Data listing:
--------------------

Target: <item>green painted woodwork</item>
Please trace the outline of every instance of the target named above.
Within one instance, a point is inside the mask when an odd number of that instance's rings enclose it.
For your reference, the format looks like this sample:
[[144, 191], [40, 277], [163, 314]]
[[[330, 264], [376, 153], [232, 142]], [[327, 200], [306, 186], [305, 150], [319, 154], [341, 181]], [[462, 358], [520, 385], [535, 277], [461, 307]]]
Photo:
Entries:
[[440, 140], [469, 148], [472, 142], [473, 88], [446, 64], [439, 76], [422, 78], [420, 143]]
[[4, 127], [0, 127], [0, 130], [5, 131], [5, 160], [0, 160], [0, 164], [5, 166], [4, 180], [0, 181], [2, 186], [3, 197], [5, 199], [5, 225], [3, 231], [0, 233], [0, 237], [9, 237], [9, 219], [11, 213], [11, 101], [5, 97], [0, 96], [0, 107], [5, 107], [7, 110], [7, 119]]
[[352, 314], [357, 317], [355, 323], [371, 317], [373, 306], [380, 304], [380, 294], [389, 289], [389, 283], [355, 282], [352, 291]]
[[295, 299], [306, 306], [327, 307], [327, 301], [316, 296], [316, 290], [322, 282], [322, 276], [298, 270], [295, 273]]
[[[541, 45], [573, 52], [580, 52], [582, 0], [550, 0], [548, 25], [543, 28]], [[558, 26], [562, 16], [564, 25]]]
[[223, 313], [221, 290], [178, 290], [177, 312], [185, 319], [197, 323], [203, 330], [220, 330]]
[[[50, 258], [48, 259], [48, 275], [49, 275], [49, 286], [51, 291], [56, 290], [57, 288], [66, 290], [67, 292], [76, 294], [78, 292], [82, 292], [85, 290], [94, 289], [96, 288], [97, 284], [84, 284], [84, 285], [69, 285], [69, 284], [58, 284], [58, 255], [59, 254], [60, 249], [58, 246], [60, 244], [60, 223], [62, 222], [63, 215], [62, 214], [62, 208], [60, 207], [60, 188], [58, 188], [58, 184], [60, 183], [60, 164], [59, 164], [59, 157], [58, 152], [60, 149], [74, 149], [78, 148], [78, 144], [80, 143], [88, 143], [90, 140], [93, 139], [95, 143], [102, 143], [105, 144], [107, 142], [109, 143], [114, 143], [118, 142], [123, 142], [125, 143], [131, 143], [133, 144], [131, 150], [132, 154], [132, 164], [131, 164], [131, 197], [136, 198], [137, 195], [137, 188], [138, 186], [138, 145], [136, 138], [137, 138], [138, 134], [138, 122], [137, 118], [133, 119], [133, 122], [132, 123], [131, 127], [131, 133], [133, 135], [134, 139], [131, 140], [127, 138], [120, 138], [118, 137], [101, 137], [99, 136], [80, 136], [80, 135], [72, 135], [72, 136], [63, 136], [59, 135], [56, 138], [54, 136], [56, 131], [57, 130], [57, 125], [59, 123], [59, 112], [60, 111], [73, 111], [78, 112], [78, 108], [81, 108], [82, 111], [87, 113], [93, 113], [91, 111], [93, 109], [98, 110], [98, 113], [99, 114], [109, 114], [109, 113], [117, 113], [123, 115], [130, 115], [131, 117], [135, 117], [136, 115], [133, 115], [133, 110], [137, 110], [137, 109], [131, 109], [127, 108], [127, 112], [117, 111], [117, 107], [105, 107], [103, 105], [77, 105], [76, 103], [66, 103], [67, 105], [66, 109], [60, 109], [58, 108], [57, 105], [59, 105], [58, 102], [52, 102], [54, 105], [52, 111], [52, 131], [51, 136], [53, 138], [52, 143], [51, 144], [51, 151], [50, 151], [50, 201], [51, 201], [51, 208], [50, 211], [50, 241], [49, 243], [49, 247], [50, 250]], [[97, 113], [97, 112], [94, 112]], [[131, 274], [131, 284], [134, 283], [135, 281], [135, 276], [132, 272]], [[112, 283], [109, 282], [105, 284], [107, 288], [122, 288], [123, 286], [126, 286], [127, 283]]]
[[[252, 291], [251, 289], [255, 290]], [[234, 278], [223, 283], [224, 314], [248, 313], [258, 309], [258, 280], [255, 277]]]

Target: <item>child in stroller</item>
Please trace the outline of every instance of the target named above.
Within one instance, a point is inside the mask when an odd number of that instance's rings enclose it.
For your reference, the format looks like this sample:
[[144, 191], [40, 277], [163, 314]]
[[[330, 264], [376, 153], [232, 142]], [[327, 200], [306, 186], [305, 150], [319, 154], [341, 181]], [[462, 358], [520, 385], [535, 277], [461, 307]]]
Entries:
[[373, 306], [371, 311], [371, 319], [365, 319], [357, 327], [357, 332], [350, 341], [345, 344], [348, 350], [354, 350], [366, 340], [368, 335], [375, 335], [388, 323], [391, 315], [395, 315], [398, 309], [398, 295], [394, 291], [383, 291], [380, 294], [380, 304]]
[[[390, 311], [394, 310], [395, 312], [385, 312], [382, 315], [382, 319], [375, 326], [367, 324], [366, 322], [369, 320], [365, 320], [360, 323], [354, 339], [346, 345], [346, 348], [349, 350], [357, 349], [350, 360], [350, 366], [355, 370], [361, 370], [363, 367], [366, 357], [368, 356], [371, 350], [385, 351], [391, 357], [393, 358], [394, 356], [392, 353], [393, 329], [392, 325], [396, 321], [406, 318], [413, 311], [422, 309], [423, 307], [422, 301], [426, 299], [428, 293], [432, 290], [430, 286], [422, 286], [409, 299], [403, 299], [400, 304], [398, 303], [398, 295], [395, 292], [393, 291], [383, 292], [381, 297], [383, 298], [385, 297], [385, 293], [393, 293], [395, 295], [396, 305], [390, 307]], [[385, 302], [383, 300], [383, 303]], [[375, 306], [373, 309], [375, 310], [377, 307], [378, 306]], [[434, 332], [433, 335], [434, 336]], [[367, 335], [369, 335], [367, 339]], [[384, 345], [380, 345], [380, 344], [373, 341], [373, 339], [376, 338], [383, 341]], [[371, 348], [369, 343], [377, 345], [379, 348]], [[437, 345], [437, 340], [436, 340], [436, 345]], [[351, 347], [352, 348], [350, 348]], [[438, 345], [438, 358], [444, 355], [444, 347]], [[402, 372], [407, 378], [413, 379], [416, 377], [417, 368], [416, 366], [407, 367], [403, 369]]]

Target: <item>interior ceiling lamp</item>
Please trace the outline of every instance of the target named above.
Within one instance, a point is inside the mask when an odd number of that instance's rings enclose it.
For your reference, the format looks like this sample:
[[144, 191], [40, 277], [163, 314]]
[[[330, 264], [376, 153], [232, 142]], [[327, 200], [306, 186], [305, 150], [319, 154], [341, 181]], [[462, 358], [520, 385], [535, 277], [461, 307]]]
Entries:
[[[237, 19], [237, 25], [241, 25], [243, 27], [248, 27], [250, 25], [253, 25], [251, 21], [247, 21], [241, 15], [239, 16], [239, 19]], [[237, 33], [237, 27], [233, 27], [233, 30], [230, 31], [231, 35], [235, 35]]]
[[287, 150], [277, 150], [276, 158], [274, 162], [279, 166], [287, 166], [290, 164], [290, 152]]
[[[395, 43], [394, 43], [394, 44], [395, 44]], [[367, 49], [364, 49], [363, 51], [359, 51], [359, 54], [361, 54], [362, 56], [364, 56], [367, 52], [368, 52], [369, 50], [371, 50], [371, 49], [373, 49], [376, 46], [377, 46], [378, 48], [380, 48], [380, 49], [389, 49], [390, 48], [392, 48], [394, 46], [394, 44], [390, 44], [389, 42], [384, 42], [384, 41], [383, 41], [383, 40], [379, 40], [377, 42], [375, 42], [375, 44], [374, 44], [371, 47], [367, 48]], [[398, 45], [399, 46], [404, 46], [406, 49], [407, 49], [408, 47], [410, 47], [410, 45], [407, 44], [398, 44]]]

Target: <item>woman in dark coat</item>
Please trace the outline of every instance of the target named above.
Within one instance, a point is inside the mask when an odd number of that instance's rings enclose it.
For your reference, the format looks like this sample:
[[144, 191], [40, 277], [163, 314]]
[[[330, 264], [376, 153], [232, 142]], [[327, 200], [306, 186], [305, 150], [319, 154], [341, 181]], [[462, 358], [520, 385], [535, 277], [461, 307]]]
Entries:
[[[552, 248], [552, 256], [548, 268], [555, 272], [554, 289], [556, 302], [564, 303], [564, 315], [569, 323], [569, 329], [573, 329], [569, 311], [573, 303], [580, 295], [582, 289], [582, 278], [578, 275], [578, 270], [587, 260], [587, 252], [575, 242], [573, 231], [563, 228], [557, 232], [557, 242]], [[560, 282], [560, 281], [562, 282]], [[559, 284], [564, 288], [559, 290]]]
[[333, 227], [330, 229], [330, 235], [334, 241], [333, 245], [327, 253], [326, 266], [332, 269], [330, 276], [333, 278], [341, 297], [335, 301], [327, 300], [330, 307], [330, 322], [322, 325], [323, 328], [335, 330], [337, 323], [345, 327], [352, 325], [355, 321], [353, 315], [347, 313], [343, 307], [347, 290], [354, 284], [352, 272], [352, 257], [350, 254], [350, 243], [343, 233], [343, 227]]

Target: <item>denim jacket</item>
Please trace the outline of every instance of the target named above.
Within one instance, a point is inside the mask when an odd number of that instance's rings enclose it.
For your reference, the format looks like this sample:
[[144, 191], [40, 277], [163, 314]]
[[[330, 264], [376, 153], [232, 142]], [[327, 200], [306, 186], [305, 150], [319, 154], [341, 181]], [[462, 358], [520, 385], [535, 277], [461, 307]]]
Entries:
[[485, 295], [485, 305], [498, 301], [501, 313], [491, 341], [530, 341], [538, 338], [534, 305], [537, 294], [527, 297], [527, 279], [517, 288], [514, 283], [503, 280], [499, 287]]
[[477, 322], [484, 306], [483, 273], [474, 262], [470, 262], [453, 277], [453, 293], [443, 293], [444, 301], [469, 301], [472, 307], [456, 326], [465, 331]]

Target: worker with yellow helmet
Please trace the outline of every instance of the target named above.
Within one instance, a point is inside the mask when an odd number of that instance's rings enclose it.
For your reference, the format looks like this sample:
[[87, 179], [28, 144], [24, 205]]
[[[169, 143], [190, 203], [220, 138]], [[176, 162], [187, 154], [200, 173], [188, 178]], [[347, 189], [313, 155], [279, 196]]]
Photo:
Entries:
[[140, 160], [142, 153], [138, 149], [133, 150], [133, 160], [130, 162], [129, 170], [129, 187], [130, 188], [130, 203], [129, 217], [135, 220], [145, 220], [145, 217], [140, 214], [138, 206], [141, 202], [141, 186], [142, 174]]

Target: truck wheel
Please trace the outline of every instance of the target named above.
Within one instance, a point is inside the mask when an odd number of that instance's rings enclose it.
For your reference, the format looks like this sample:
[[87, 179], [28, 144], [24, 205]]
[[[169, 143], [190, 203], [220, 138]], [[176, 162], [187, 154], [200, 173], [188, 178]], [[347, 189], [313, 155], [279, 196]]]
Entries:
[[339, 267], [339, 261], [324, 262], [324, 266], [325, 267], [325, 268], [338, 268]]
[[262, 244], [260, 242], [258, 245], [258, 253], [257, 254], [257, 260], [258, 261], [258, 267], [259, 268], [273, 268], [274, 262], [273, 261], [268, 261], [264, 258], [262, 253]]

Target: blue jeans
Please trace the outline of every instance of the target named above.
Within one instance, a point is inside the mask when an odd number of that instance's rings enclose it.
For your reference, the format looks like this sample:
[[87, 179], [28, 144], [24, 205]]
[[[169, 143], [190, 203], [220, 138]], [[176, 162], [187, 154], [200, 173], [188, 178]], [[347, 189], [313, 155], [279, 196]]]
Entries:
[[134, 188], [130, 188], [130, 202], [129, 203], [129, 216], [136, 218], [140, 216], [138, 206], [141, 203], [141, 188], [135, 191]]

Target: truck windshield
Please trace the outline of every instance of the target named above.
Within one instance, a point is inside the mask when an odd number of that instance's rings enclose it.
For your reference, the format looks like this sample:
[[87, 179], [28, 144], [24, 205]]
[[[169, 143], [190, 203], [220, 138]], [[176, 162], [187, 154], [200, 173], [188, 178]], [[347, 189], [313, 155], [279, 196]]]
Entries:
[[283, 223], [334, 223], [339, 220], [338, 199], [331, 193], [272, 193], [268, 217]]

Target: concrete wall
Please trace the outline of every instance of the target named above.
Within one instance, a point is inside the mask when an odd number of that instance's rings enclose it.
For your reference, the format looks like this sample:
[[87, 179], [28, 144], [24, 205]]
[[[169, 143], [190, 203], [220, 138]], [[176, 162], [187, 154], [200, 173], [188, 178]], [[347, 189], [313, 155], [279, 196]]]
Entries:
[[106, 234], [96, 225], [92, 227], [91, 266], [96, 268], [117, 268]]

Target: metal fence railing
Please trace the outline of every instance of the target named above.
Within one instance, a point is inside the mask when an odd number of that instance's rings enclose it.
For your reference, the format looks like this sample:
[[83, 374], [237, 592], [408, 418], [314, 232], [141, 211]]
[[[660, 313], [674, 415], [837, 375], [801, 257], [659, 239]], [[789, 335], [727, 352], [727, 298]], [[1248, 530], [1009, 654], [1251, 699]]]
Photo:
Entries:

--------------------

• BRIEF: All lines from the one that contains "Target: blue jeans" through the end of the material are to be quoted exactly, with both ends included.

• OUTPUT OF THE EXERCISE:
Target: blue jeans
Please trace the outline of every instance of the target named above.
Within one instance, a point is inside the mask when an odd number of that instance's rings enclose it.
For your reference, the format looks like this sample:
[[87, 179], [28, 144], [24, 205]]
[[[169, 143], [190, 203], [220, 138]], [[176, 162], [187, 154], [200, 173], [188, 178]], [[347, 189], [313, 155], [279, 196]]]
Entries:
[[134, 188], [130, 188], [130, 202], [129, 203], [129, 216], [136, 218], [140, 216], [138, 206], [141, 203], [141, 188], [135, 191]]

Target: truck windshield
Please trace the outline of every instance of the target named above.
Within one instance, a point is inside the mask when an odd number of that instance's rings enclose it.
For your reference, the format looks like this sample:
[[87, 179], [28, 144], [24, 205]]
[[[169, 143], [190, 203], [220, 138]], [[176, 162], [187, 154], [200, 173], [188, 178]], [[347, 189], [313, 155], [279, 196]]]
Entries:
[[283, 223], [334, 223], [339, 220], [338, 199], [331, 193], [272, 193], [268, 217]]

Target: concrete wall
Please trace the outline of every instance of the target named above.
Within one instance, a point is inside the mask when an odd number of that instance's rings enclose it.
For your reference, the format looks like this sample:
[[87, 179], [28, 144], [24, 205]]
[[[169, 143], [190, 203], [220, 138]], [[176, 162], [187, 154], [200, 173], [188, 178]], [[347, 189], [313, 155], [279, 196]]]
Entries:
[[106, 234], [96, 225], [92, 227], [91, 266], [96, 268], [117, 268]]

Target: metal fence railing
Please trace the outline of every instance of the target named above.
Within one instance, a point is inside the mask when an odd number of that instance's rings enclose it.
For your reference, the format looks like this sample:
[[83, 374], [237, 592], [408, 418], [314, 232], [141, 211]]
[[[660, 313], [674, 415], [837, 375], [801, 257], [659, 239]], [[789, 335], [727, 352], [727, 298]], [[1248, 530], [1009, 654], [1251, 699]]]
Photo:
Entries:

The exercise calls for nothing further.